◆ **YOUR OBJECTIVE**
Each line of the data has to be written out again exactly as shown.

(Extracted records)
+ + + + +
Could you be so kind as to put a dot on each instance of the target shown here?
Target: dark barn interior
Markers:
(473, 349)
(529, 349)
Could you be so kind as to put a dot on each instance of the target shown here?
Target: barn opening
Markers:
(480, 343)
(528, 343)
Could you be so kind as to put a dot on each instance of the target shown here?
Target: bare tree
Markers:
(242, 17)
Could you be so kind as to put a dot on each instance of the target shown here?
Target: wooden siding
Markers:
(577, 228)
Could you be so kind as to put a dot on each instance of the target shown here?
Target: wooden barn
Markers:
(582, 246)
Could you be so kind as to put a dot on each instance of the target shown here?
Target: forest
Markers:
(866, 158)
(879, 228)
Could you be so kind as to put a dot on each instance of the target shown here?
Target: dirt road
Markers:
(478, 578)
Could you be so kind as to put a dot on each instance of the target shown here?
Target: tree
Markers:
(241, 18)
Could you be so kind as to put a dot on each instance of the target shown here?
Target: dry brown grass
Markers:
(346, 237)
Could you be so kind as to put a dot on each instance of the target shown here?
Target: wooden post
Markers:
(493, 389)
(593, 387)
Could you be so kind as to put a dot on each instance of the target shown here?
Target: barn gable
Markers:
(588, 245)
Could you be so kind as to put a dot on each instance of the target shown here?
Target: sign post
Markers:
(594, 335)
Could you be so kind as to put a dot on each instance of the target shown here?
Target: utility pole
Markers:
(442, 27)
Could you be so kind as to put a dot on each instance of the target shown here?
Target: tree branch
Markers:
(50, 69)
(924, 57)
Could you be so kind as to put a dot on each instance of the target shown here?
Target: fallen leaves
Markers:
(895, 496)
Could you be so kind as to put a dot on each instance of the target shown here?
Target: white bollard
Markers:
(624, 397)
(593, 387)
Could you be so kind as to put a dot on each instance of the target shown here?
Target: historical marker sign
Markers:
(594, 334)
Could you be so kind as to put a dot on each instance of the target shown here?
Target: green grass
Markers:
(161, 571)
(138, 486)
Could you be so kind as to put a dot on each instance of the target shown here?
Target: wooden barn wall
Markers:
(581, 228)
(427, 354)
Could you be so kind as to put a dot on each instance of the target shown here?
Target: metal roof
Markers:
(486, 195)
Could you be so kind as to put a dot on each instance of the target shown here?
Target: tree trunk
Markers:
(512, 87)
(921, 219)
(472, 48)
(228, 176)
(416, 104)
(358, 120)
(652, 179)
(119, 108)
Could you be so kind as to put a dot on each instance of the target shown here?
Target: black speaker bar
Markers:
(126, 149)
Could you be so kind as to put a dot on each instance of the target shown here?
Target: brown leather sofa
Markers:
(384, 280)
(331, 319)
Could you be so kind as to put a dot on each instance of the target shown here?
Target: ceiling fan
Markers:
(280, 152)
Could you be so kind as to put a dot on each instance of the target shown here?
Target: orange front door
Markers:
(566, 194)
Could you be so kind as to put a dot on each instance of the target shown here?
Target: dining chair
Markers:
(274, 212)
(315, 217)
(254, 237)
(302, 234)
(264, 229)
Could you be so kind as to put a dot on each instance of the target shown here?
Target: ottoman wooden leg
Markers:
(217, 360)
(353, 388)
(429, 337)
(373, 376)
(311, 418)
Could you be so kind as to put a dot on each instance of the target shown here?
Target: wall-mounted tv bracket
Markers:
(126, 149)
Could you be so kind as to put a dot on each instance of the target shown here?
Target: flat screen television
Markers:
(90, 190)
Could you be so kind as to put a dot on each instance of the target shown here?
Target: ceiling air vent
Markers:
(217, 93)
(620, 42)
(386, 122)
+ + + + +
◆ **OUTPUT**
Could you be so kind as to put a dot on each instance of the target shown here?
Target: dark barn interior
Markers:
(473, 349)
(529, 349)
Could you be so kind as to put a dot on each instance of the target shown here?
Target: barn opening
Markers:
(480, 343)
(528, 343)
Could you be so kind as to put a dot on each instance of the target shown here?
Target: bare tree
Markers:
(242, 17)
Could you be so kind as to put a dot on each instance of the target shown here?
Target: wooden siding
Markers:
(577, 228)
Could you be so kind as to put a dot on each instance of the target shown here?
Target: wooden barn
Markers:
(582, 246)
Could you be so kind as to put a dot on each instance of the target shown here?
Target: forest
Markers:
(866, 158)
(879, 228)
Could you be so kind as to put a dot on each instance of the target shown here?
Target: dirt road
Markers:
(478, 578)
Could you be so kind as to put a dot on each instance of the target shown here?
Target: tree
Markers:
(241, 18)
Could you be so kind as to put a dot on each instance of the target shown here?
Target: dry brown grass
Markers:
(346, 237)
Could you be so kind as to put a dot on each instance of the target shown here?
Target: wooden post
Markers:
(493, 389)
(593, 387)
Could you be so kind as to put a dot on each instance of the target shown here?
Target: barn gable
Markers:
(588, 245)
Could you be so kind as to put a dot on each instance of the target shown here?
Target: sign post
Markers:
(594, 335)
Could you be so kind as to put a dot on each instance of the target shown here?
Target: utility pole
Markers:
(442, 27)
Could you be so kind as to put a dot on each instance of the target shown here?
Target: tree branch
Markers:
(50, 69)
(924, 57)
Could you be so kind as to put a dot on each instance of the target shown here?
Target: fallen leaves
Markers:
(895, 496)
Could you be so kind as to put a dot on each instance of the target shown here?
Target: white bollard
Markers:
(624, 397)
(593, 387)
Could you be so kind as to put a dot on each instance of the target shown here?
Target: historical marker sign
Markers:
(594, 334)
Could you be so kind as to put a dot on each instance of the target shown here?
Target: green grass
Markers:
(161, 571)
(138, 486)
Could you be so kind as to put a dot on each instance of the target shown here?
Target: wooden barn wall
Markers:
(581, 228)
(427, 354)
Could you be so kind as to put a dot on each instance of the target shown here?
Target: metal roof
Markers:
(486, 195)
Could you be so kind as to put a dot on each instance of the target shown here?
Target: tree trunk
Markers:
(512, 87)
(921, 219)
(472, 48)
(228, 176)
(416, 104)
(358, 120)
(652, 179)
(119, 108)
Could you be so kind as to put a dot on each instance of the target shown here?
Target: black speaker bar
Markers:
(126, 149)
Could you be so kind as to put a dot on each instance of the target shown here?
Target: brown leather sofa
Markers:
(384, 280)
(331, 319)
Could you be so kind as to put a dot on each instance of the target shown here?
Target: ceiling fan
Markers:
(280, 152)
Could you be so kind as to put a dot on each instance of the target shown here?
Target: orange front door
Markers:
(566, 194)
Could you be so kind as to put a dot on each instance of the target shown here?
Target: dining chair
Markers:
(274, 212)
(315, 217)
(254, 237)
(302, 234)
(264, 229)
Could you be so kind as to put a dot on each instance of the target shown here?
Target: ottoman wooden leg
Markers:
(217, 360)
(353, 388)
(429, 337)
(373, 376)
(311, 418)
Could you be so kind as to put a dot on each instance of the target shown here?
Target: wall-mounted tv bracket
Markers:
(126, 149)
Could you be so kind as to put a dot on each instance of the target shown here?
Target: flat screen television
Markers:
(90, 190)
Could you be so kind as to put a dot on each instance of the target shown here?
Target: ceiling air vent
Markers:
(217, 93)
(620, 42)
(386, 122)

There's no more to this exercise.